_Records shown_
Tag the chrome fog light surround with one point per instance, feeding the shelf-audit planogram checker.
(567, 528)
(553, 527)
--
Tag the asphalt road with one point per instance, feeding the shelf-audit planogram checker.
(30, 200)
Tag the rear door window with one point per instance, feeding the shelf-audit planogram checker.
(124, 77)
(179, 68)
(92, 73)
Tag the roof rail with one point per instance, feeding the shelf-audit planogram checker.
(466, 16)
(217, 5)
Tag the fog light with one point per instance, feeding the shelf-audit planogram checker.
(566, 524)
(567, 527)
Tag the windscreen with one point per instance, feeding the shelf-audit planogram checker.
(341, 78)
==
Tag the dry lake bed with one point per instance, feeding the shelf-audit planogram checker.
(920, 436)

_What is needed_
Please count the lines above that contain the string "instance", with case counting, and reply with only the number.

_Answer to the task_
7